## Source excerpt
Mr. Toon had an update. “Old wife no look after me. New wife look after.” 

Perhaps “old wife” found out about a “mia noi” (minor wife)?  Whatever had happened,  “old wife” got the house, Toon the tuk-tuk, and a “new wife” who owned land ripe for subdivision. “Last year, one million baht. I say wait. Next year two million.” Quotes aside, he lost the house, but gained a younger wife!

Under a fan, on the edge of town, orange vegetable strings, prescribed by a North Vietnamese doctor, “for head,” floated in a carboy of brown spirit of firewater. Duck bones mounted, rice diminished. Friend from Savannaket produced a letter – in English. Her boyfriend was in the US.  There was only one translation. “The embassy wants you to write a letter telling them a love story.” Phoned, the boyfriend in the US understood. Tomorrow he would ask a lawyer to prepare her letter.

Tomorrow ITB could make shift for himself.  Maybe he’d been medi-vaced out. More likely he’d ended up entangled in the charms and arms of the women of the boom boom rooms. (Later ITB confessed. He’d chickened out. “Not a good idea in Laos”, he says. “The government says you must marry to sleep with a Laotian woman. If police catch you, it’s a big fine.” Right. Quoted too high a price more likely!)

“Tomorrow I take you to bus to Pak Lai. Next time you stay here,” said Mr. Toon.

 If there was going to be a next time…

New Road to Pak Lai

Just past the Cimetrie Catholique, opposite a Vientiane car yard, the driver stopped.  His offsider took to a tyre with a jemmy bar. The driver disappeared deep under the engine, carrying a hammer. Always the watchers gather. The hammering clattered on so long that even the watchers wandered. This did not bode well!

A few miles on, a stop by a market. Fruit boxes lined the aisles, and the roof above. By now the silent stillness of the start was long past. Passengers relaxed and talked. A small boy teased a little sister only too happy to be upset. Past Phu Pan Mining, still in Vientiane, the gruelling 10-hour ride began. The tarmac ended. The concrete trucks and ditches started. A dog like a dingo slept in road sand. Concrete houses gave way to mimosa, bananas, papayas, and fishponds.

## Given problem
Answer these questions about the travel excerpt:
(a) What did Mr. Toon's "old wife" get?
(b) Where did Mr. Toon say he would take the writer the next day?
(c) How long was the ride that began past Phu Pan Mining?

## Dataset extract
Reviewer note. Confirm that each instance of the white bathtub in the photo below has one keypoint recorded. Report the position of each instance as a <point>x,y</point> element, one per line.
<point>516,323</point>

## Solution to this exercise
(a) The house.
(b) To the bus to Pak Lai.
(c) About 10 hours.